**THE PROBLEM:**
Gather every line of the listing below that contains the word "white", matching case exactly.

<<<<

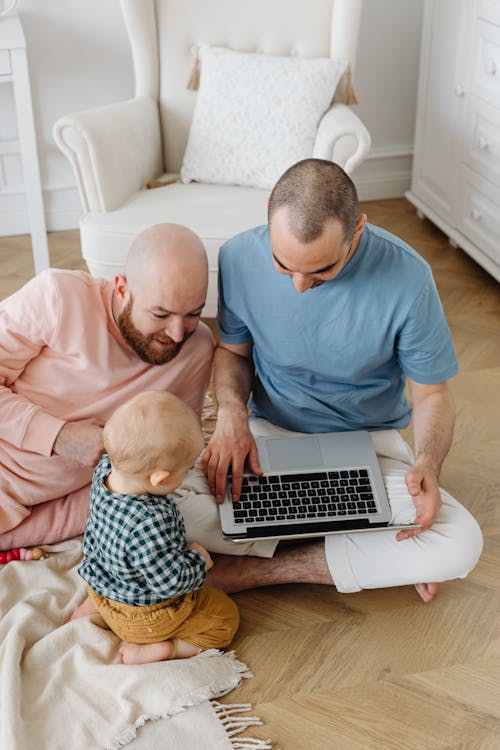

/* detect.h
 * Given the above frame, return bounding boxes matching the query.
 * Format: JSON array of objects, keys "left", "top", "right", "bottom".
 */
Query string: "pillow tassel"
[
  {"left": 186, "top": 48, "right": 200, "bottom": 91},
  {"left": 344, "top": 68, "right": 359, "bottom": 104}
]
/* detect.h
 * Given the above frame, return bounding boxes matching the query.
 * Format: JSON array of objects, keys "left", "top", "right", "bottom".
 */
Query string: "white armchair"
[{"left": 54, "top": 0, "right": 370, "bottom": 316}]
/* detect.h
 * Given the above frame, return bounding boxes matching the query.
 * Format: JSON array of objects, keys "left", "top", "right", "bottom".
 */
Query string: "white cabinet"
[
  {"left": 0, "top": 13, "right": 50, "bottom": 273},
  {"left": 406, "top": 0, "right": 500, "bottom": 280}
]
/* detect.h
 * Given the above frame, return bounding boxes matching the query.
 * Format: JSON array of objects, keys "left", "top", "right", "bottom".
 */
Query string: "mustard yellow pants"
[{"left": 88, "top": 586, "right": 240, "bottom": 649}]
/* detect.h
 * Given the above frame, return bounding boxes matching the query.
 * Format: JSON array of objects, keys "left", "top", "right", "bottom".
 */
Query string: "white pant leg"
[
  {"left": 170, "top": 462, "right": 278, "bottom": 557},
  {"left": 250, "top": 418, "right": 483, "bottom": 593},
  {"left": 325, "top": 440, "right": 483, "bottom": 593}
]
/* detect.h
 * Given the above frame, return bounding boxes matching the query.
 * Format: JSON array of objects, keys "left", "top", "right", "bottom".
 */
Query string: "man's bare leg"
[
  {"left": 67, "top": 596, "right": 99, "bottom": 622},
  {"left": 207, "top": 541, "right": 439, "bottom": 603},
  {"left": 207, "top": 540, "right": 333, "bottom": 594}
]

>>>>

**EXERCISE SOLUTION:**
Query string: "white armchair"
Query string: "white cabinet"
Query string: "white pant leg"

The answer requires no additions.